▶ _Questions on the material_
**A.** Return everything in the Farmerama podcast page from "A big thanks" down to "welcome to Farmerama.", copied word for word.
**B.** Extend the Farmerama podcast page, picking up right after its final sentence.

** Extract follows **

We also have the third and final installment of our series on animal feed made in collaboration with Wicked Leeks. This episode, Wicked Leeks editor Nina Pullman speaks with Amy Chapple – daughter of Mark Chapple who you’ll remember from last week’s episode –  about her soy-free pigs. Wicked Leeks are exploring this topic in a documentary entitled ‘What’s the Problem with Animal Feed?’ which meets some of the farmers trying to reverse agriculture’s soy addiction. If you are interested in more stories on sustainable food and ethical business, you can sign up online to receive the weekly edition of the Wicked Leeks magazine. Finally, we hear from Sérgio Nicolau in Portugal about his transition from conventional to organic, and then regenerative winemaking. He shares with us how he uses a combination of sap analysis, brix readings and hole digging to understand what is working on his vineyard.

This episode of Farmerama was made by Jo Barratt and Abby Rose. Additional recordings by Nina Pullman, editor at Wicked Leeks.

A big thanks to the rest of the Farmerama team Dora Taylor, Olivia Oldham, Katie Revell, Fran Bailey, Annie Landless, Eliza Jenkins and Lucy Fisher. Our theme music is by Owen Barratt.

Thank you to everyone on our Patreon. Your support helps us in bringing you the stories of regenerative farming around the world, each month. We appreciate it. If you’d like to join, please visit patreon.com/farmerama where you can choose your level of support.

 

Episode Transcript

Abby: Hello and welcome to Farmerama.

This month we reconnect with a friend of the show who tells us all about the work she’s been doing as part of the Seaweed Commons, Wicked Leeks continue their investigation into animal feed and we meet a farmer in Portugal who shares his learnings moving from conventional to organic, and then regenerative winemaking.

Jo: Thank you to everyone on our Patreon. Your support helps us in bringing you the stories of regenerative farming around the world, each month. We really appreciate it. If you’d like to join, please visit patreon.com/farmerama where you can choose your level of support.

** End of Extract **
** Source material follows **

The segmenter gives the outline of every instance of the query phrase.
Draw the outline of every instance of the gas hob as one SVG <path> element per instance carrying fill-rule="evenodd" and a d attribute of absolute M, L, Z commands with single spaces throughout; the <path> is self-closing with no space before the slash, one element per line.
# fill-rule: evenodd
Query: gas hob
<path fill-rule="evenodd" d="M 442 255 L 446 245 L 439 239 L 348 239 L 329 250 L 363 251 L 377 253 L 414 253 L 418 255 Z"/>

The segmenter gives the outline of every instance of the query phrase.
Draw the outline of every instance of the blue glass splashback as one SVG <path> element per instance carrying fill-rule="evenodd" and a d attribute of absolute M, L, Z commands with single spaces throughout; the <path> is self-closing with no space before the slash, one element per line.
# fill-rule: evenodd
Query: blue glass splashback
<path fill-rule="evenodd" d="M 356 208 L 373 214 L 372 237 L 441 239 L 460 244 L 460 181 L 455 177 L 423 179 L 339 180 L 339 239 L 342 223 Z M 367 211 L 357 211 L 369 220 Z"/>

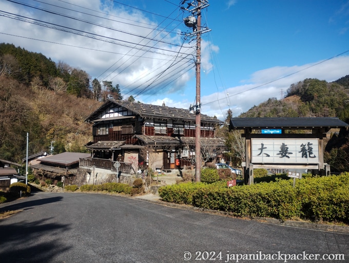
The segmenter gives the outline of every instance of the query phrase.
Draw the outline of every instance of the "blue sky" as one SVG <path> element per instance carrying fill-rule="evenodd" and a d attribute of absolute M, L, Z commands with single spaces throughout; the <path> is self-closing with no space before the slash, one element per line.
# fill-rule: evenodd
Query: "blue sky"
<path fill-rule="evenodd" d="M 91 80 L 112 81 L 125 98 L 184 108 L 195 103 L 196 40 L 184 40 L 191 29 L 182 22 L 190 15 L 179 8 L 182 1 L 14 1 L 0 0 L 1 42 L 80 68 Z M 211 30 L 201 42 L 202 113 L 224 120 L 228 108 L 238 116 L 281 99 L 304 79 L 349 74 L 349 1 L 208 3 L 202 19 Z"/>

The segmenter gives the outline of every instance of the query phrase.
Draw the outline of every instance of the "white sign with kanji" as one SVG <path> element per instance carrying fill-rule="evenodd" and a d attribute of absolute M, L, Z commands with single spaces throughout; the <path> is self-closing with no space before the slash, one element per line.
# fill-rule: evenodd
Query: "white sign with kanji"
<path fill-rule="evenodd" d="M 317 164 L 319 139 L 252 139 L 253 163 Z"/>

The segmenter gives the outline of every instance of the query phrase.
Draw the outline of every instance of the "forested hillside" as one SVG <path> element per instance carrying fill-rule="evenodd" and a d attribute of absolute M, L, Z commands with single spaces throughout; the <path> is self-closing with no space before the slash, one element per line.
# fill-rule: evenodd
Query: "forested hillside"
<path fill-rule="evenodd" d="M 349 119 L 349 87 L 345 83 L 349 75 L 334 82 L 307 79 L 293 84 L 282 100 L 269 99 L 255 106 L 240 117 L 337 117 Z"/>
<path fill-rule="evenodd" d="M 292 84 L 281 100 L 269 99 L 239 117 L 338 117 L 349 123 L 349 75 L 331 83 L 307 79 Z M 331 171 L 349 171 L 349 134 L 342 130 L 333 135 L 324 153 Z"/>
<path fill-rule="evenodd" d="M 240 117 L 338 117 L 349 123 L 348 83 L 349 75 L 332 83 L 305 79 L 291 85 L 282 100 L 269 99 Z M 84 152 L 92 139 L 84 121 L 108 98 L 123 99 L 119 85 L 101 84 L 64 62 L 0 44 L 0 159 L 20 162 L 27 133 L 30 155 L 48 151 L 51 142 L 54 154 Z M 334 136 L 327 145 L 332 170 L 349 171 L 347 133 Z"/>
<path fill-rule="evenodd" d="M 100 106 L 97 99 L 83 70 L 0 44 L 0 159 L 21 162 L 27 133 L 30 155 L 51 142 L 55 154 L 84 151 L 92 137 L 84 121 Z"/>

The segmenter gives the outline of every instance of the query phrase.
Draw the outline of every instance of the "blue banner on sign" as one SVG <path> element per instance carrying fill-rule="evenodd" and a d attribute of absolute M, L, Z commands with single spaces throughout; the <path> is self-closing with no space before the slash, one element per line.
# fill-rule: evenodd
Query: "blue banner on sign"
<path fill-rule="evenodd" d="M 262 134 L 281 134 L 282 131 L 281 129 L 262 129 Z"/>

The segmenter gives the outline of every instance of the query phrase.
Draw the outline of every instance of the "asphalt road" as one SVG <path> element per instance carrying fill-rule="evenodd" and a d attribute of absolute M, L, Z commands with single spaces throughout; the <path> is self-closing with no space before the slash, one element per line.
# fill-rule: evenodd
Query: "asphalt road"
<path fill-rule="evenodd" d="M 0 205 L 18 209 L 0 219 L 1 263 L 349 262 L 348 234 L 126 197 L 43 192 Z"/>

** End of Source material **

▶ _List of answers_
**A.**
A big thanks to the rest of the Farmerama team Dora Taylor, Olivia Oldham, Katie Revell, Fran Bailey, Annie Landless, Eliza Jenkins and Lucy Fisher. Our theme music is by Owen Barratt.

Thank you to everyone on our Patreon. Your support helps us in bringing you the stories of regenerative farming around the world, each month. We appreciate it. If you’d like to join, please visit patreon.com/farmerama where you can choose your level of support.

 

Episode Transcript

Abby: Hello and welcome to Farmerama.

**B.**
Abby: Severine Von Tscharner Fleming farms at Smithereen farm on Cobscook Bay on the very northeasternmost point of the United States. There, she grows and processes a wide range of fruit, herbs, vegetables, fungus and… algae. It is through her experience of harvesting algae on a small scale that she became involved in the Seaweed Commons, a group that came together during Covid to discuss increasing concerns around the industrialisation of Seaweed farming.

Severine: There’s a lot of demand for algae in the world markets. As a community we have a lot that we learn from each other, and to encourage each other to participate in the rule making has become a big driving force. So why does the seaweed commons continue to exist? Well, it’s to help facilitate greater stakeholder involvement in the administration of the public trust. Because in all of our contexts, whether it’s Hawaii or Scotland, or Norway, or Maine or British Columbia, the state agencies, the Departments of Marine Resources, act as the stewards of a commons – legally it’s a commons, not just ecologically – that supports all of marine life and buffers our coastal shore lands and provides habitat for the entire marine food web and is our common ancestor, inventor of photosynthesis, producer of up to 80% of the world’s oxygen. So seaweed is not just a common ancestor that is benefiting all of the stability of the ocean, which of course buffers us from climate change, it’s also legally a public trust. Therefore, as beneficiaries and lovers of algae, we have some responsibility to ensure its thoughtful stewardship.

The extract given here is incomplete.